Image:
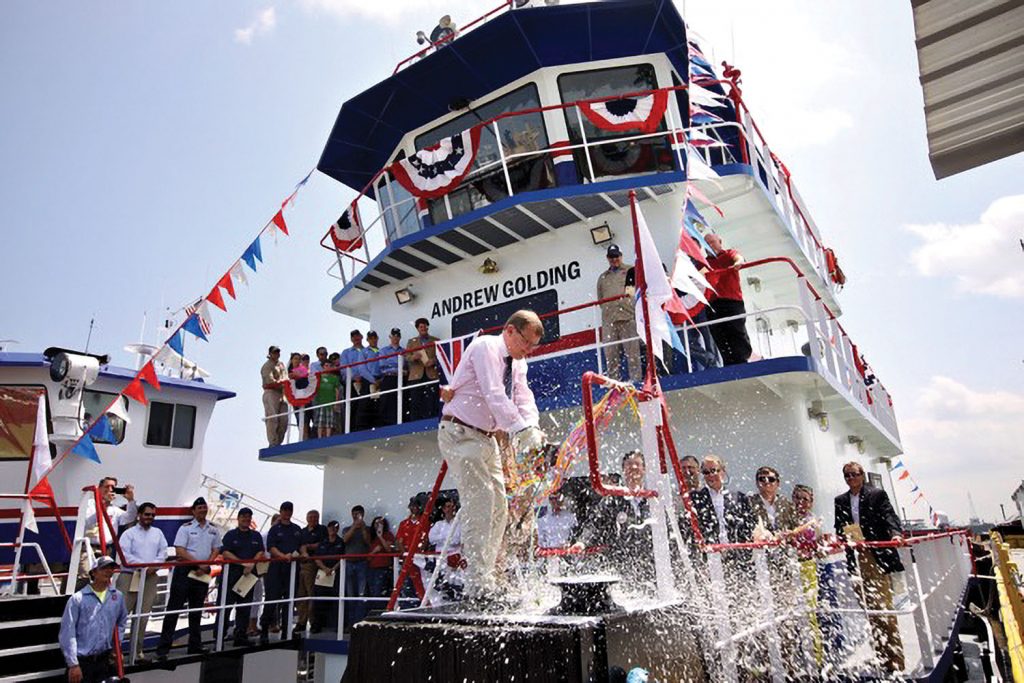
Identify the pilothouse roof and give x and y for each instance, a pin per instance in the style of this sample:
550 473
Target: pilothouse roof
515 43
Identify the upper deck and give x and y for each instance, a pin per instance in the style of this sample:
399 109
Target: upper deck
553 167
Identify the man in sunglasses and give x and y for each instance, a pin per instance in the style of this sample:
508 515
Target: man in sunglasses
865 512
141 544
488 396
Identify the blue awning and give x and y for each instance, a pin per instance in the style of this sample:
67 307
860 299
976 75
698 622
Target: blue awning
372 124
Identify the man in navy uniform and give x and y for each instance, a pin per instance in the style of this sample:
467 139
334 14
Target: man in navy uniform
283 542
242 543
196 541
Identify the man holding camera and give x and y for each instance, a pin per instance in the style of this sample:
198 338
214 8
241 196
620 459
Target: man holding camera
488 394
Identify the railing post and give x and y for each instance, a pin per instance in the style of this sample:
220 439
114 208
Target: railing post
501 154
400 386
290 619
341 597
348 399
921 621
586 146
221 621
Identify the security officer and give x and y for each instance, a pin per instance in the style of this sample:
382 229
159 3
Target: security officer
326 613
196 541
283 542
242 543
388 366
619 317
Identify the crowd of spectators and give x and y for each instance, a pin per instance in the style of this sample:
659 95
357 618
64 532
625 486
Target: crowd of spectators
363 377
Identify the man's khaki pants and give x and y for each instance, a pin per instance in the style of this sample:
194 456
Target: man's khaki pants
307 579
148 599
631 349
885 629
276 427
476 468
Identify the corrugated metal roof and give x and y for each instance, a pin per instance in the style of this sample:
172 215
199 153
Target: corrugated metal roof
971 55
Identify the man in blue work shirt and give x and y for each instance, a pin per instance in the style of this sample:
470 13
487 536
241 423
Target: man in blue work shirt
388 368
196 541
242 543
283 543
358 402
87 626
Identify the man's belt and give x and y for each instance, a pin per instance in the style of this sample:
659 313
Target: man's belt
455 420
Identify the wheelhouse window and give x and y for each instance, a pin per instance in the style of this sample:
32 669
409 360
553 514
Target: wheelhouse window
171 425
613 158
522 138
92 403
18 409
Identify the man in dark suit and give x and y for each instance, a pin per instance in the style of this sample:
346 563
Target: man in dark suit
868 508
620 523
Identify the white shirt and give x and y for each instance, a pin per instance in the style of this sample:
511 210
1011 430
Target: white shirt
118 517
199 541
770 509
718 500
555 528
143 545
479 389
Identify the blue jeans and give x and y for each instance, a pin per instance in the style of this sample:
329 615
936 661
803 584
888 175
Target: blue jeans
356 583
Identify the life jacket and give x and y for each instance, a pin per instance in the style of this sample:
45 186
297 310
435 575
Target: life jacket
832 264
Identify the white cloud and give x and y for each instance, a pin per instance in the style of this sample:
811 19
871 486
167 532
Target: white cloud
961 439
982 257
264 23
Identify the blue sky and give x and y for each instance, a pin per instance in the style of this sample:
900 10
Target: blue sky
142 150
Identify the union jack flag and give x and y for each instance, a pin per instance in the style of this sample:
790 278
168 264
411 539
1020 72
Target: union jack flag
204 314
450 352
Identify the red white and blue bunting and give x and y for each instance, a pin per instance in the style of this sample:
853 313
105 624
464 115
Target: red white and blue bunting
436 170
628 114
346 232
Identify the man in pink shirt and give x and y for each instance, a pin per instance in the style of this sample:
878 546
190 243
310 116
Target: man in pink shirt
488 394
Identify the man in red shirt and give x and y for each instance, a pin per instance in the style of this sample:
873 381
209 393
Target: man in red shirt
403 540
727 301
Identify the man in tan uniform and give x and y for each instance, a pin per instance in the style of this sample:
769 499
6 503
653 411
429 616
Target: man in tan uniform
617 317
273 374
421 402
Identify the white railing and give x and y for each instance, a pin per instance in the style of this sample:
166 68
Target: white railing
804 327
388 212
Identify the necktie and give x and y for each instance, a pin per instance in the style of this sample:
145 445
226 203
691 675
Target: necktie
507 378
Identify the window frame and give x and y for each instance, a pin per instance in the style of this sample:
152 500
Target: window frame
174 417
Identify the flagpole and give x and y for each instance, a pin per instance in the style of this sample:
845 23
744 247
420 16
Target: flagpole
650 378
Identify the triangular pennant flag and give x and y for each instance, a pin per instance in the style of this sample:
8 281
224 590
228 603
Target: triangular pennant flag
215 298
85 449
148 375
239 273
135 391
279 220
177 343
192 325
226 284
29 517
101 431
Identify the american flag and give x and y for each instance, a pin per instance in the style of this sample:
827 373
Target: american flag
204 319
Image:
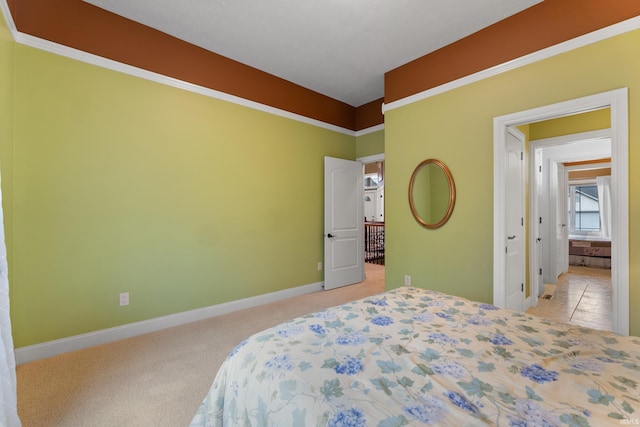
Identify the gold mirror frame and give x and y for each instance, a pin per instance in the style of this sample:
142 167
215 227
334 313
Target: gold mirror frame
452 193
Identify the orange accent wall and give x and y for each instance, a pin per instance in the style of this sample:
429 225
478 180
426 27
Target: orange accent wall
83 26
369 114
543 25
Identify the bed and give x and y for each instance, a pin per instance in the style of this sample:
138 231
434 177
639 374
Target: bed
411 356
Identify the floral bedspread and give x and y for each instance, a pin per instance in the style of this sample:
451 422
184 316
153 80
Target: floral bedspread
411 356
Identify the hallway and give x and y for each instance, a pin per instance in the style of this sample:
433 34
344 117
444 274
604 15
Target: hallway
583 296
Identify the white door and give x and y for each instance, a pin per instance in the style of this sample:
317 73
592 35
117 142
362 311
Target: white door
515 253
343 222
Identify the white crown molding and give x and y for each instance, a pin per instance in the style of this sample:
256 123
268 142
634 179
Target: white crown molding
4 7
584 40
100 61
78 342
370 130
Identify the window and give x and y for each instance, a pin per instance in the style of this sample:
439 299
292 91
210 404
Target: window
584 211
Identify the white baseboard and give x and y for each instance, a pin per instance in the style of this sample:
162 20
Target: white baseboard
77 342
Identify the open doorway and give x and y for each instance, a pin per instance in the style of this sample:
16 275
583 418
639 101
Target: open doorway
570 273
617 102
374 196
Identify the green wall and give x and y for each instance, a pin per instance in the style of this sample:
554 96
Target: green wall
126 185
6 129
370 144
584 122
457 258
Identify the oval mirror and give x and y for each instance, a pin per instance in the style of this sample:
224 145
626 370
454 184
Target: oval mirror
432 193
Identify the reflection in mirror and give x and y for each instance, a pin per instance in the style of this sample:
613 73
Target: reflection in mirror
431 193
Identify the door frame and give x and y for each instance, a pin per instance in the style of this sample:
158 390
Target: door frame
563 149
617 101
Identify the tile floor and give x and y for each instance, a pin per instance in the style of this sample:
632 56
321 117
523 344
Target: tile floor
581 297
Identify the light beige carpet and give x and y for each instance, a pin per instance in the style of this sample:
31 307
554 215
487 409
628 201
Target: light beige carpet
157 379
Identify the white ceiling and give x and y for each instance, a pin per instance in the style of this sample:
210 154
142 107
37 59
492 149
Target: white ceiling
340 48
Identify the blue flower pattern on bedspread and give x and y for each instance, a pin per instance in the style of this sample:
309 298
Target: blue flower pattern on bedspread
411 356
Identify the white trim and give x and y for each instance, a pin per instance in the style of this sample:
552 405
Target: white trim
550 143
370 129
590 38
78 342
617 100
371 159
89 58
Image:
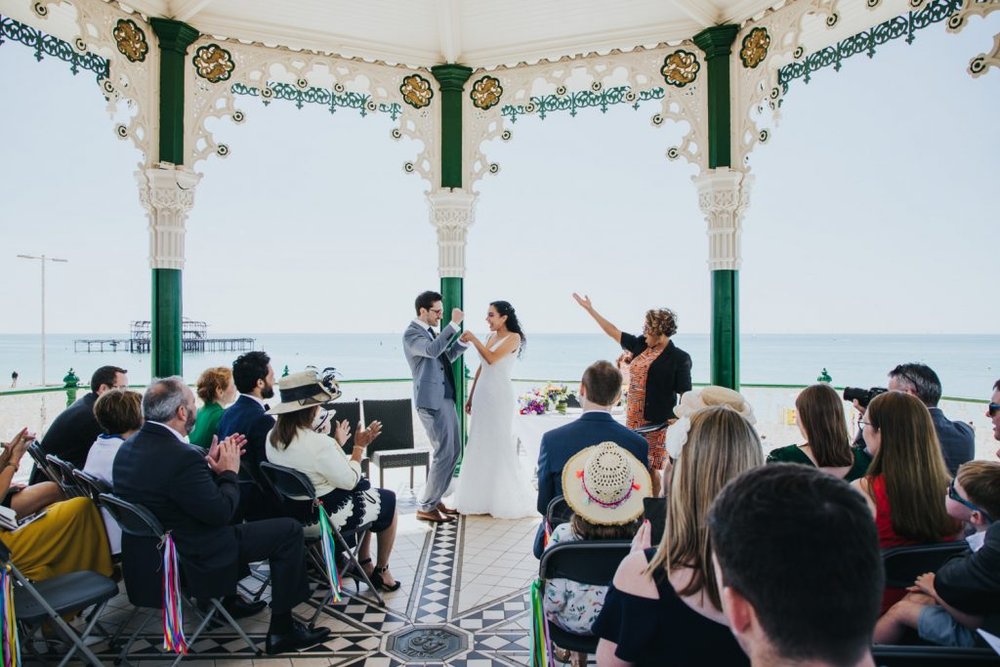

#### [Short exercise]
Scale the lines between the one holding "Identify the white ceiling" and the end of the data, inclusive, reproducing them in full with the requests included. Multiply every x and y coordinate in the answers by 0.8 and round to whole numbers with halves rounded up, leaving the requests and their sample coordinates unchanged and omitting the pictures.

#### [Solution to this exercise]
Identify the white ceiling and give x and y for each instance, a pin per instance in the style of this sample:
210 154
142 107
37 59
492 149
Target: white ceiling
272 38
Identify the blue flower pattern on bedspread and give x and y for each instance, a pin per instance in the style of this sample:
309 298
Target: blue flower pattern on bedspread
329 285
Identify the white trim and give x and y for each instance, a pin per instance in the style of this sample:
552 405
Target: white trim
440 114
296 103
472 30
62 274
494 80
297 127
71 46
Image:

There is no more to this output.